Application of a sensitive collection heuristic for very large protein families: Evolutionary relationship between adipose triglyceride lipase (ATGL) and classic mammalian lipases
1 IMP - Research Institute of Molecular Pathology, Dr. Bohr-Gasse 7, A-1030 Vienna, Republic of Austria
2 Department of Chemistry and Chemical Biology, Harvard University, 12 Oxford str., M-105, 02138 Cambridge, MA, USA
BMC Bioinformatics 2006, 7:164 doi:10.1186/1471-2105-7-164Published: 21 March 2006
Manually finding subtle yet statistically significant links to distantly related homologues becomes practically impossible for very populated protein families due to the sheer number of similarity searches to be invoked and analyzed. The unclear evolutionary relationship between classical mammalian lipases and the recently discovered human adipose triglyceride lipase (ATGL; a patatin family member) is an exemplary case for such a problem.

**GIVEN INFORMATION**
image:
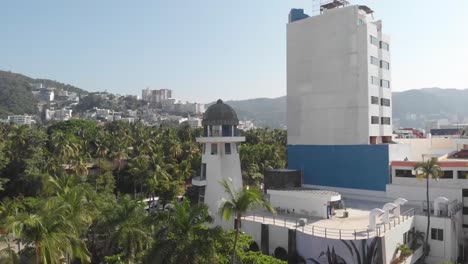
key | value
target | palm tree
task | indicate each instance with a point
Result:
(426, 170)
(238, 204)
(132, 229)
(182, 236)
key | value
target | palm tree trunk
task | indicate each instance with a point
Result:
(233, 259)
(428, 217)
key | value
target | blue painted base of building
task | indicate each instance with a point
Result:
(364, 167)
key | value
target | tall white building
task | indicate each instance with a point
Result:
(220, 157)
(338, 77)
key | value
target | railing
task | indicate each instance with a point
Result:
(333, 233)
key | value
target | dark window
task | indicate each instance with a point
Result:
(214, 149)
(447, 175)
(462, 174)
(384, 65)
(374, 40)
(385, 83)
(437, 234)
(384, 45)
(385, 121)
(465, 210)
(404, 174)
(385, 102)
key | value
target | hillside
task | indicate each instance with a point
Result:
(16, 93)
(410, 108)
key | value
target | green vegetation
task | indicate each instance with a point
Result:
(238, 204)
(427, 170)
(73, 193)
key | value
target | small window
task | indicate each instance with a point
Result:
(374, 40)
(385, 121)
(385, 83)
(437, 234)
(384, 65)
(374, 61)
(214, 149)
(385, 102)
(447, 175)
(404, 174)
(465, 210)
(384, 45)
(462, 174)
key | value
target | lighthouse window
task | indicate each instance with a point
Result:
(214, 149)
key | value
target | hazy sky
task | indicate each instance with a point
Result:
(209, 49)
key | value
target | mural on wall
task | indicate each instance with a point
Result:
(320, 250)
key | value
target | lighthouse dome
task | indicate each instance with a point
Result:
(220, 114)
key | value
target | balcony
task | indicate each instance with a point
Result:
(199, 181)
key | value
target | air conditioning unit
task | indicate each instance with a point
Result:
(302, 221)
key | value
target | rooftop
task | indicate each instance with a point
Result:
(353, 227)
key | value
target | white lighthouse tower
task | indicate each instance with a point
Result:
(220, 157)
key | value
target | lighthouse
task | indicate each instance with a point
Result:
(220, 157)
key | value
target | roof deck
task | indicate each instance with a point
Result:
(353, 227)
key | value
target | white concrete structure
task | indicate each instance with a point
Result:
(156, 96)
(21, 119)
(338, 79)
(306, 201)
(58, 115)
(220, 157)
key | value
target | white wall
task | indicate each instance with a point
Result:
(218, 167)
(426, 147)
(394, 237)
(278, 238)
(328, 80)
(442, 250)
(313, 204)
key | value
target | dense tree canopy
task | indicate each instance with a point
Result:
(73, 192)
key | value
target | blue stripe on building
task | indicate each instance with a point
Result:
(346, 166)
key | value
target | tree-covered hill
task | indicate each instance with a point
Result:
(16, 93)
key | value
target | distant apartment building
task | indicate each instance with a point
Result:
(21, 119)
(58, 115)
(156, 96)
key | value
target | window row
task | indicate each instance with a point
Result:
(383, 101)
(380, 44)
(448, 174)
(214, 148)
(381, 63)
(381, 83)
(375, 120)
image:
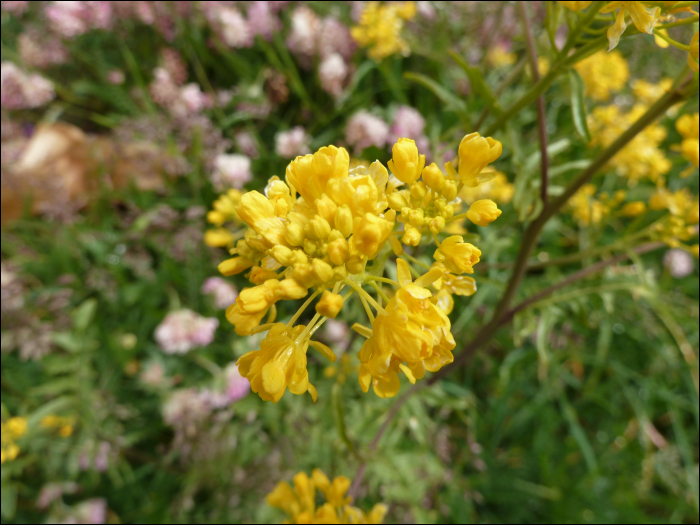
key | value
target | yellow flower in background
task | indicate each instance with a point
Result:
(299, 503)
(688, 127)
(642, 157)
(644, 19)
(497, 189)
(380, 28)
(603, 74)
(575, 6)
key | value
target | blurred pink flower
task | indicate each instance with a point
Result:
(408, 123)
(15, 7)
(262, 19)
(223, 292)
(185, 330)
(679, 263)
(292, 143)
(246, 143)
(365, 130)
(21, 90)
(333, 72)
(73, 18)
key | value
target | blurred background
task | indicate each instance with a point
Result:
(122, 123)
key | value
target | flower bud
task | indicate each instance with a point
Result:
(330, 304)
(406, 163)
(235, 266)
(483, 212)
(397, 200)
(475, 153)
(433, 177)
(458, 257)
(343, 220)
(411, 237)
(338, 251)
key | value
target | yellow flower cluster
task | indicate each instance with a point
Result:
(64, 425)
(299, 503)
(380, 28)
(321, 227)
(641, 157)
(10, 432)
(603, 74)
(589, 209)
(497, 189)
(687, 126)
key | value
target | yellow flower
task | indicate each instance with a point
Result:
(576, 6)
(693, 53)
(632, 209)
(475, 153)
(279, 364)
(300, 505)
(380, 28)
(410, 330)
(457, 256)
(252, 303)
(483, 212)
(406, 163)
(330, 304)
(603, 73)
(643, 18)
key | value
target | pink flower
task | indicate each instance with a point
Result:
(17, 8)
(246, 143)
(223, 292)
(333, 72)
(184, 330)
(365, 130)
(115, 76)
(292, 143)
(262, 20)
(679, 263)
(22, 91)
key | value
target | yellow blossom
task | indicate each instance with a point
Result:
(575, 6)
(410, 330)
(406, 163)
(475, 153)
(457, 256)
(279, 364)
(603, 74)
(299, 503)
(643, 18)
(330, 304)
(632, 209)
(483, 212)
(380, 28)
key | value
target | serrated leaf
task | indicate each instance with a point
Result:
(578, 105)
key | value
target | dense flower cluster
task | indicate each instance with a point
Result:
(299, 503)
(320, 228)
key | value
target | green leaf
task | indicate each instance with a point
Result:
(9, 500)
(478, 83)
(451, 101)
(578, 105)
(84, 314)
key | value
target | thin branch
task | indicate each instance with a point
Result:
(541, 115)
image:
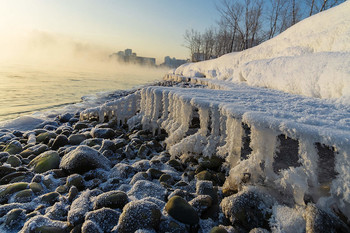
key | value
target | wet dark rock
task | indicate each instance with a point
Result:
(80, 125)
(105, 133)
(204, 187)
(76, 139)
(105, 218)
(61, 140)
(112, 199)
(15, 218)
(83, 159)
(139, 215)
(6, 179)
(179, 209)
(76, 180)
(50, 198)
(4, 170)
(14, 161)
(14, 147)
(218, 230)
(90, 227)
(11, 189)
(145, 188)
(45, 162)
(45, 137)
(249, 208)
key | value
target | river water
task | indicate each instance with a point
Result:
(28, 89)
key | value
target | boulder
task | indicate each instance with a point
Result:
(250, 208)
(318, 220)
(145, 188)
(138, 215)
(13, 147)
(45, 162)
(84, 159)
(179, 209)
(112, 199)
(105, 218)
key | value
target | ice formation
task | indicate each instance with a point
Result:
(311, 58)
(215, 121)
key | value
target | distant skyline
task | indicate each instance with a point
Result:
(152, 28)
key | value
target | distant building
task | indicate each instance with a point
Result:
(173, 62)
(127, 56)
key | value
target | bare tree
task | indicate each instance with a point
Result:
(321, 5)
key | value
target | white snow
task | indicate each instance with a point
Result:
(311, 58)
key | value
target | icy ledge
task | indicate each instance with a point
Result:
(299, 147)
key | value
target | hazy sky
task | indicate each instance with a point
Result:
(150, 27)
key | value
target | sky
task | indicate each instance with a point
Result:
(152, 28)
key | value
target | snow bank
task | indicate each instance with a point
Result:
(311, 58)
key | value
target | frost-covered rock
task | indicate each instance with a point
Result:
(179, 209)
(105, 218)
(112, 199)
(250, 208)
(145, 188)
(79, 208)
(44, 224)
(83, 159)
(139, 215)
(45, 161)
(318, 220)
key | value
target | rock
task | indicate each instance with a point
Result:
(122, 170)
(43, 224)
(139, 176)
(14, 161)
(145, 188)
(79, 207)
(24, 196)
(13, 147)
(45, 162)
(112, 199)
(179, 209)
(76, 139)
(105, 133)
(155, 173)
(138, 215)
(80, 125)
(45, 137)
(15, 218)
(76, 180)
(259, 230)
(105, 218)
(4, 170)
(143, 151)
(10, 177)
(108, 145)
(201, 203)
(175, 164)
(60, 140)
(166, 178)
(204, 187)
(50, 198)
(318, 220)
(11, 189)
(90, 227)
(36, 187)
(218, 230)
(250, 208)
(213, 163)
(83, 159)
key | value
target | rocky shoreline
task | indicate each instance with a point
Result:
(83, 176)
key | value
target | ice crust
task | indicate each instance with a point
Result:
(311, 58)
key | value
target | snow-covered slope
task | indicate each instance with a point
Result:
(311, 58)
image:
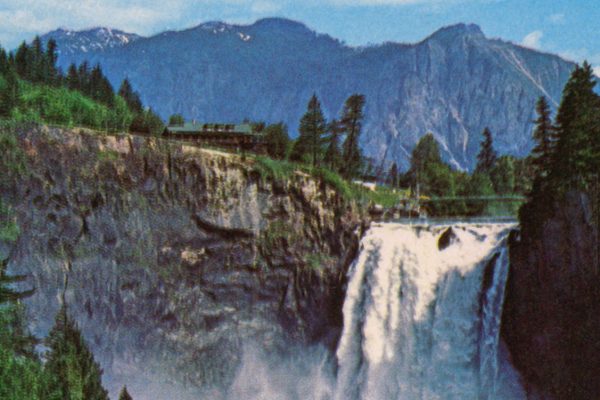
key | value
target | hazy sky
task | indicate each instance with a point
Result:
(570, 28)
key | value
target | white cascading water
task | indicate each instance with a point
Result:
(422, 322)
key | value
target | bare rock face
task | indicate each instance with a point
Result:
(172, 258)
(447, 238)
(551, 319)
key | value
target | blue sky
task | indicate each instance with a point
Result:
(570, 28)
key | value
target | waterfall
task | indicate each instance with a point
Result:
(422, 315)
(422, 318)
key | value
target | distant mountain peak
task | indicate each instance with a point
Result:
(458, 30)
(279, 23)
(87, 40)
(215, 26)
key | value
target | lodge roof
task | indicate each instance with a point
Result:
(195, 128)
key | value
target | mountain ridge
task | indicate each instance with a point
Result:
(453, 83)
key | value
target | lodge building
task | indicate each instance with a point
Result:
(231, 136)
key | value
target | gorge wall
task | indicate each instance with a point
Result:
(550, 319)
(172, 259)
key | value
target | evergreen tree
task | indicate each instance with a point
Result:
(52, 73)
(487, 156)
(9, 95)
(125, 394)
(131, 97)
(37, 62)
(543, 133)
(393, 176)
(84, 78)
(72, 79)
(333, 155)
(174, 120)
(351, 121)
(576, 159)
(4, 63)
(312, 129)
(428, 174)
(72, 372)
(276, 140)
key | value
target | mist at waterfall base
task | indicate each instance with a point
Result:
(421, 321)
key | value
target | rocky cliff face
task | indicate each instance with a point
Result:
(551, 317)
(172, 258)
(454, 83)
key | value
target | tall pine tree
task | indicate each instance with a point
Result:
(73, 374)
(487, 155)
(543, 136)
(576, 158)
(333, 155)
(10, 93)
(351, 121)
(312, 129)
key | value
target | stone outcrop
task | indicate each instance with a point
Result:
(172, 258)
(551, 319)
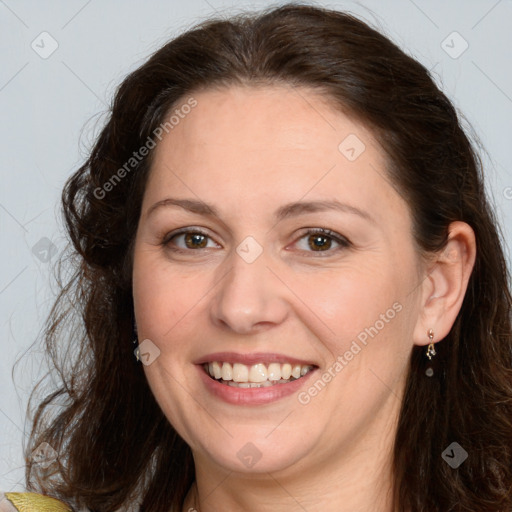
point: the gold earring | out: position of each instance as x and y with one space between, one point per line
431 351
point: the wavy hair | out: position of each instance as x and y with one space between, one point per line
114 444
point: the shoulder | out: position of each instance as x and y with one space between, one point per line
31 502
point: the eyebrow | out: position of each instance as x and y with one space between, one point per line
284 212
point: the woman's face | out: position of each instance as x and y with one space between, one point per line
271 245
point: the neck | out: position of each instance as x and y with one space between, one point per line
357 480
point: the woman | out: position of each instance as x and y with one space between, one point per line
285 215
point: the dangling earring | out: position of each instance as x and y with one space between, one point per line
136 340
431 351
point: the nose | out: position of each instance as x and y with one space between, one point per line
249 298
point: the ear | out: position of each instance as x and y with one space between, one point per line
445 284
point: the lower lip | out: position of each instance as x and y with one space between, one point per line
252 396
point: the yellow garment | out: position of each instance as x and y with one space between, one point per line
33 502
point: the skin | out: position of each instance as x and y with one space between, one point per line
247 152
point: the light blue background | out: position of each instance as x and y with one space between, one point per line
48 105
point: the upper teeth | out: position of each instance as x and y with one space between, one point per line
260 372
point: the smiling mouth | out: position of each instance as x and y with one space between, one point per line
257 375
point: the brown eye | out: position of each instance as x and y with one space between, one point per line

**INSTRUCTIONS TO FOLLOW**
List every city and every country named in the two affiliation lines of the text on ATGL and mammalian lipases.

**TASK RESULT**
Vienna
Republic of Austria
Cambridge
USA